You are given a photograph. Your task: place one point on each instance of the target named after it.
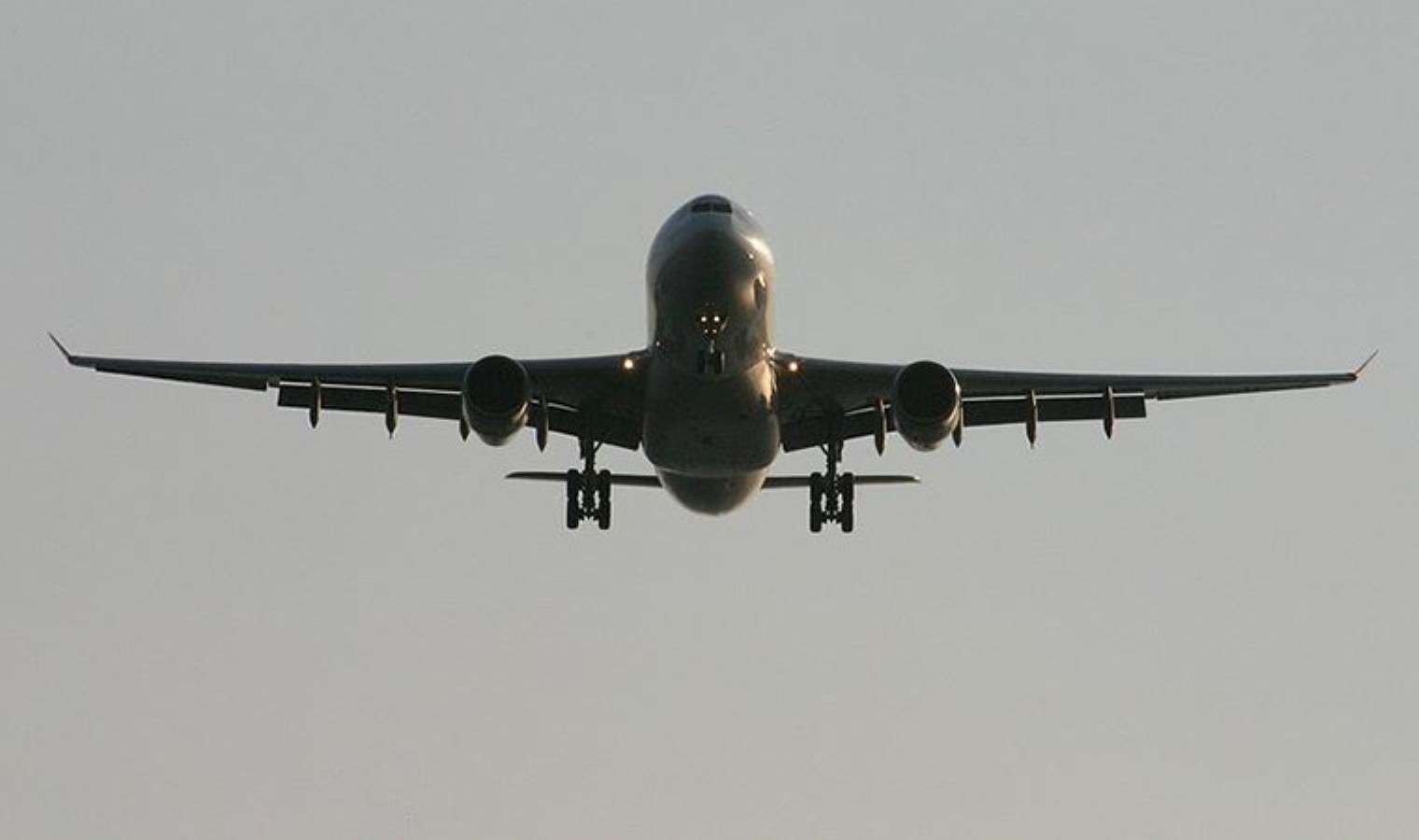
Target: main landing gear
(830, 494)
(588, 491)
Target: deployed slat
(417, 403)
(1052, 409)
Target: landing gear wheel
(815, 502)
(573, 498)
(846, 514)
(603, 499)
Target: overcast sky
(218, 623)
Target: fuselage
(710, 423)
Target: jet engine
(496, 393)
(925, 405)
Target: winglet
(1366, 363)
(68, 357)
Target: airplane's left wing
(824, 398)
(589, 396)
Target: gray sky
(218, 623)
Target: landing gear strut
(830, 494)
(588, 491)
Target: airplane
(710, 399)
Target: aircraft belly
(710, 427)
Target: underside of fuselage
(712, 496)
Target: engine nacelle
(925, 405)
(496, 393)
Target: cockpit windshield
(711, 204)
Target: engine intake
(925, 405)
(496, 393)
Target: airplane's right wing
(591, 396)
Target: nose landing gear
(710, 359)
(589, 491)
(830, 496)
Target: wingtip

◆ ◆ ◆ ◆

Starting at the line that contains "Target: cockpit windshield", output each remaining line of the listing, the last line included, exactly as it appears.

[Result of this task]
Target: cockpit windshield
(711, 204)
Target: engine intake
(925, 405)
(496, 393)
Target: airplane's right wing
(591, 396)
Target: nose landing gear
(710, 359)
(589, 491)
(830, 496)
Target: wingtip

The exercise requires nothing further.